[Excerpts from segmentation records]
··········

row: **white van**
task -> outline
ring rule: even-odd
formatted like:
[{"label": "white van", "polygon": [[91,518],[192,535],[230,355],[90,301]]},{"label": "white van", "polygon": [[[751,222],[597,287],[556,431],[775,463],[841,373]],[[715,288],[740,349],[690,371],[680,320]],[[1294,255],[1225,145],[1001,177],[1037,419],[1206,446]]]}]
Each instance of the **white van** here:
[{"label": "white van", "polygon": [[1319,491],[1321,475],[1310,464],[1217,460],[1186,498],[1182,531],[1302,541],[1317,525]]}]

··········

Task to complete: Recast every line of the records above as a Markdown table with two columns, No. and Line. Give each row a number and leave out blank lines.

Solved exercise:
| No. | Line |
|---|---|
| 1 | row: **white van** |
| 2 | task -> outline |
| 3 | ring rule: even-odd |
| 4 | formatted like: |
| 5 | [{"label": "white van", "polygon": [[91,518],[192,535],[230,355],[90,301]]},{"label": "white van", "polygon": [[[751,222],[597,287],[556,431],[775,463],[841,373]],[[715,288],[740,349],[690,371],[680,320]],[[1294,255],[1225,145],[1001,177],[1037,419],[1206,446]]]}] |
| 6 | Each instance of the **white van** here: |
| 7 | [{"label": "white van", "polygon": [[1319,491],[1321,475],[1310,464],[1217,460],[1186,498],[1182,531],[1302,541],[1317,525]]}] |